What you will do>
Report each line of the entries that includes "woman" by copying it.

Record set>
__________
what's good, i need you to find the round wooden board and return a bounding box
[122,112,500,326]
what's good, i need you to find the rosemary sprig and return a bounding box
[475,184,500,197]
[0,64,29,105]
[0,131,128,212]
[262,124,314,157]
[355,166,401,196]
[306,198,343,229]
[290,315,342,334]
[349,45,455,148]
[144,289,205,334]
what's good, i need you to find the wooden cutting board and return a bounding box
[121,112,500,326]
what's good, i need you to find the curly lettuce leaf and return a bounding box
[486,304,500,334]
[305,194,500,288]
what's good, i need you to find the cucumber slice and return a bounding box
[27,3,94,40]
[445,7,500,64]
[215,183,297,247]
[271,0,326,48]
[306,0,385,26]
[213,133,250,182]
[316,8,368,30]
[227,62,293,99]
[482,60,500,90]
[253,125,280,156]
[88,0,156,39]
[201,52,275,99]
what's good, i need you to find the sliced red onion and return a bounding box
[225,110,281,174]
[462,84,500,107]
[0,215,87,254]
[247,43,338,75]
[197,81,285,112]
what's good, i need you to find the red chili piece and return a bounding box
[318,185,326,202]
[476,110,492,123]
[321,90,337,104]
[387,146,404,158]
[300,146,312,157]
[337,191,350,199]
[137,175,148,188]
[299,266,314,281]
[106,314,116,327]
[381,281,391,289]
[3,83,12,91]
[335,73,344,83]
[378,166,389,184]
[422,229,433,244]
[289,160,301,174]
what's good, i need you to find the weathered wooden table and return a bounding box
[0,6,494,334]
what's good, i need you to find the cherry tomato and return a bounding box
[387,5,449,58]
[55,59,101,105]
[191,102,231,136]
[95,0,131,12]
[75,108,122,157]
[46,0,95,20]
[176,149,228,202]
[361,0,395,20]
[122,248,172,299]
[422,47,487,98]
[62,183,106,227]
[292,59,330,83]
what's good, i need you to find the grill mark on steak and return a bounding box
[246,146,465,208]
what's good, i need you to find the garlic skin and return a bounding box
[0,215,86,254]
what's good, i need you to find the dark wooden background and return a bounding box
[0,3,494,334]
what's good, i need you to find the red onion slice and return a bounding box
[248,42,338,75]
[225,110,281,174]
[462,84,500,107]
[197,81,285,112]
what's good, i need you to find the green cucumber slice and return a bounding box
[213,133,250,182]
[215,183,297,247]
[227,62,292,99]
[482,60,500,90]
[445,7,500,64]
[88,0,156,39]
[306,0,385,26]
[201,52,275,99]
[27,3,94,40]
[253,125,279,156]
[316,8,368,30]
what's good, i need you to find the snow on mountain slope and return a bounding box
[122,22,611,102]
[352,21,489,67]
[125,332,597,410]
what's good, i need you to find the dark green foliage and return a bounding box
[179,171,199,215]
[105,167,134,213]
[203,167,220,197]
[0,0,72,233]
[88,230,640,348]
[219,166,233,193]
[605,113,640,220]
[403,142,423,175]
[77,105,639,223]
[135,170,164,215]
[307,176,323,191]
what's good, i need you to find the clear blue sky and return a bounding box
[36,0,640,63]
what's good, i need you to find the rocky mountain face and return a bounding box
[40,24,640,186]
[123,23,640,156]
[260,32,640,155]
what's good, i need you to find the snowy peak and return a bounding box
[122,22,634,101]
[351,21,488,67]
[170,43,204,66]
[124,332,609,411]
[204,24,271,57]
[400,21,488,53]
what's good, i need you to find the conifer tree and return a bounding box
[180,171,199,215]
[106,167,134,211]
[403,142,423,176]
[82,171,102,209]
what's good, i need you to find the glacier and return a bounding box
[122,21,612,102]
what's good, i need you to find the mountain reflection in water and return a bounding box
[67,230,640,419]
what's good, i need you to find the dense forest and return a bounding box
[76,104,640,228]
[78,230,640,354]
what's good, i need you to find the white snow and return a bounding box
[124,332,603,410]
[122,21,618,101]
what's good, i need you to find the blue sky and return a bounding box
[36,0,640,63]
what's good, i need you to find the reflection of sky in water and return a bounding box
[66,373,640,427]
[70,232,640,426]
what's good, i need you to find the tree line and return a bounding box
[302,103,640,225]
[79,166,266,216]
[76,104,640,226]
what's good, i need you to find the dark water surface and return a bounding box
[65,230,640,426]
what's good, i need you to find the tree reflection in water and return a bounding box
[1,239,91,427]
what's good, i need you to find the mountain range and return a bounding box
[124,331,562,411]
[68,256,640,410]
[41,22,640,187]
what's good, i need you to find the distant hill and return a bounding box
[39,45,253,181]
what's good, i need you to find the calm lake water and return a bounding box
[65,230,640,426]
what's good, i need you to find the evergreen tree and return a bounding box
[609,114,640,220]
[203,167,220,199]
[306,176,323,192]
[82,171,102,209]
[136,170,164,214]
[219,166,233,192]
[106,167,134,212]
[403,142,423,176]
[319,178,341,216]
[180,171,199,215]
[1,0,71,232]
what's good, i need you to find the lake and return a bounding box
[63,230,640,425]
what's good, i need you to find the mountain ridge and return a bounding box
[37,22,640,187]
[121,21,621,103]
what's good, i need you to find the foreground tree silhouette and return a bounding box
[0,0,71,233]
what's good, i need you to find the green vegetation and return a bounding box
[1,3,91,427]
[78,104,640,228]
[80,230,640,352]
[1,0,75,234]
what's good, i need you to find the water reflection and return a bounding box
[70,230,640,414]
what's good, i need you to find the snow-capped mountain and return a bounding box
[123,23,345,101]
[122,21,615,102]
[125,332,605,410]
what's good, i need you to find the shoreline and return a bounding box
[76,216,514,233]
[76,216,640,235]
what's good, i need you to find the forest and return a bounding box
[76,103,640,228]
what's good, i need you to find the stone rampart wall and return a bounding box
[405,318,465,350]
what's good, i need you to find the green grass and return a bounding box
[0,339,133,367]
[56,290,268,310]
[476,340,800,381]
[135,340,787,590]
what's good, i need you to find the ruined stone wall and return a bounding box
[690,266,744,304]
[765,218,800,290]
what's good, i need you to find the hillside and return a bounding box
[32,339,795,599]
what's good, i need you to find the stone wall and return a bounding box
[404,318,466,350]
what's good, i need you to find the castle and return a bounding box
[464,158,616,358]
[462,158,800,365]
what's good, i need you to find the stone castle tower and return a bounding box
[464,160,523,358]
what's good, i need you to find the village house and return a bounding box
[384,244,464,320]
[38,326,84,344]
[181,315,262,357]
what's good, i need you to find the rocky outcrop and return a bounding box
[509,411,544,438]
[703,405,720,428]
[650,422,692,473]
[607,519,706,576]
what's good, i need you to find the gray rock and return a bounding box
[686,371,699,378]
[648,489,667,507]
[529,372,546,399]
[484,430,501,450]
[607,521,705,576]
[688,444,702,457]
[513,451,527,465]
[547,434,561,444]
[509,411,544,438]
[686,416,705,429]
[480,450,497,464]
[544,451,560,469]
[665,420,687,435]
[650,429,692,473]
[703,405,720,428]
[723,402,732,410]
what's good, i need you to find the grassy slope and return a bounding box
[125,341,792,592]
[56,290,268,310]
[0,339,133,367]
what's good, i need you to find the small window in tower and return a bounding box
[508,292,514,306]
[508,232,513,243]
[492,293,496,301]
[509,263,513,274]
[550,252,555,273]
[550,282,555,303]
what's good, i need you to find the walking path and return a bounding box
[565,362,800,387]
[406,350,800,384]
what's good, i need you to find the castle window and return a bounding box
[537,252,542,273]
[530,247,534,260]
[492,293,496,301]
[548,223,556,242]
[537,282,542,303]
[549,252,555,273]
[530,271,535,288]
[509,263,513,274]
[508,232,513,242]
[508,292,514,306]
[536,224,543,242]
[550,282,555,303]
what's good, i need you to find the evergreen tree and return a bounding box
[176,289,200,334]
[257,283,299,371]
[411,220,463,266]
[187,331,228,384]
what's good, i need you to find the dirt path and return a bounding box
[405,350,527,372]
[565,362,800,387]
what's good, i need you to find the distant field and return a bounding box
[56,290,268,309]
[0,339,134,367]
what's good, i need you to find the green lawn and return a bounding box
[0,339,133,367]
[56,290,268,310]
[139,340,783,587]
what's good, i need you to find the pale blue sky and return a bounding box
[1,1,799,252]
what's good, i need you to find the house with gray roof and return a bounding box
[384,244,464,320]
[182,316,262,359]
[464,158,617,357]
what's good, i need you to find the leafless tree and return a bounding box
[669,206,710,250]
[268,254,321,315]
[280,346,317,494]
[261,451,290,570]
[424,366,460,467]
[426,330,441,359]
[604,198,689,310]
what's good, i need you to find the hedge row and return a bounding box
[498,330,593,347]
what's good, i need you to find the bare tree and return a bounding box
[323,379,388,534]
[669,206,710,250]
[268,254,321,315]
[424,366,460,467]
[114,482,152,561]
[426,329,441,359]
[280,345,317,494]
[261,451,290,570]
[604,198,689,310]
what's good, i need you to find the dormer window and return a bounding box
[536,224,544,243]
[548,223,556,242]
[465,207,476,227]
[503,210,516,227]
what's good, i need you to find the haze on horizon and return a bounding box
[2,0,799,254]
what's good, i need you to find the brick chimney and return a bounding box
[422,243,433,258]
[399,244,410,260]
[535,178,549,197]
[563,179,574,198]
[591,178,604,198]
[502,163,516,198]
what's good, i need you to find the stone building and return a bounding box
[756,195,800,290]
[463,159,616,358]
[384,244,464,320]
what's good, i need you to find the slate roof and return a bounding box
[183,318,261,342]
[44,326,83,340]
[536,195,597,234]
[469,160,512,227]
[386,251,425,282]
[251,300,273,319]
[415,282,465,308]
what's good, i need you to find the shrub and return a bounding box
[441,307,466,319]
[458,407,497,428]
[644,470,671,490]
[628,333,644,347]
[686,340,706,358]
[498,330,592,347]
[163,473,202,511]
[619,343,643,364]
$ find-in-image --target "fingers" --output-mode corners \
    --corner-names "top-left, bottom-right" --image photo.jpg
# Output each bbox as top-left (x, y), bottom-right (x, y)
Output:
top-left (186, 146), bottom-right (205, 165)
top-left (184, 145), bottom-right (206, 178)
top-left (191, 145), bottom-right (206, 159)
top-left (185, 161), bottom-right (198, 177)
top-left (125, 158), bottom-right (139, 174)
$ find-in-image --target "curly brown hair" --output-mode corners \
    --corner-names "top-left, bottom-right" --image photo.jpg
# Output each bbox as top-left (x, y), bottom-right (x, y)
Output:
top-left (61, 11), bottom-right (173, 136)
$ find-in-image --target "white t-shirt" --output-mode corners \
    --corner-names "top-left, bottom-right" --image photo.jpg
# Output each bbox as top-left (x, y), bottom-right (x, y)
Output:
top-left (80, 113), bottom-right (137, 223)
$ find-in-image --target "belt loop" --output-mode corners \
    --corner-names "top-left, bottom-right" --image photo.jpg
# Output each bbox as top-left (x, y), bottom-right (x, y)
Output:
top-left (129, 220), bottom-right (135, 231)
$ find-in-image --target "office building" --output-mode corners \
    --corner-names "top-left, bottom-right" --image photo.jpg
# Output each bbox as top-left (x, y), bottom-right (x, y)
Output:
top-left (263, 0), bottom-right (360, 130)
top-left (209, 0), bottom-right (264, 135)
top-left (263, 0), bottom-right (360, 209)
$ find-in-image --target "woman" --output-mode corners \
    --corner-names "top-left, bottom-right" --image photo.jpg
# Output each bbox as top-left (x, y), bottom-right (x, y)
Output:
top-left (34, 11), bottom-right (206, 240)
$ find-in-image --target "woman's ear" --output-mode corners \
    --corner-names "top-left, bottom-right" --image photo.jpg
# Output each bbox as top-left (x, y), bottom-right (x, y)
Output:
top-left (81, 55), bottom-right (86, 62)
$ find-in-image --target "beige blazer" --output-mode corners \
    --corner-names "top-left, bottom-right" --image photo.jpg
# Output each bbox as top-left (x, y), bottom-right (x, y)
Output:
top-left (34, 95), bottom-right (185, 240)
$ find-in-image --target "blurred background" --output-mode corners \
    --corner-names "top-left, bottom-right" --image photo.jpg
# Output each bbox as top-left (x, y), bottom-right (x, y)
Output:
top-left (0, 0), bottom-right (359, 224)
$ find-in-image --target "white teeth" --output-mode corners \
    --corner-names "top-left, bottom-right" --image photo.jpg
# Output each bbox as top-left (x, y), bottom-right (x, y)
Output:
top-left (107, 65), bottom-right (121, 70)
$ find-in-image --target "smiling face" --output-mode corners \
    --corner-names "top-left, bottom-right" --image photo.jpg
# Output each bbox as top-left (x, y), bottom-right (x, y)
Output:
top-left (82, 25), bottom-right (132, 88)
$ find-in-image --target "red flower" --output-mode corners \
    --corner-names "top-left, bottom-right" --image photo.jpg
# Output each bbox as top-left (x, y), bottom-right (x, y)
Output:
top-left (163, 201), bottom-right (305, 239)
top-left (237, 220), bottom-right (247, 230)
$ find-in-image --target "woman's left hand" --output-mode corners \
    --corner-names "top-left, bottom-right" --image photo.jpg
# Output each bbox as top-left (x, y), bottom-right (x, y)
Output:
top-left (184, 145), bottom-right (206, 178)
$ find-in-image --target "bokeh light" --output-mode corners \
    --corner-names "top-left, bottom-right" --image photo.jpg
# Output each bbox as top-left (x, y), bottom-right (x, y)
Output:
__________
Exercise solution>
$ find-in-image --target "woman" --output-mode corners \
$ find-in-image --target "woman's ear" --output-mode corners \
$ find-in-image --target "woman's left hand" --output-mode corners \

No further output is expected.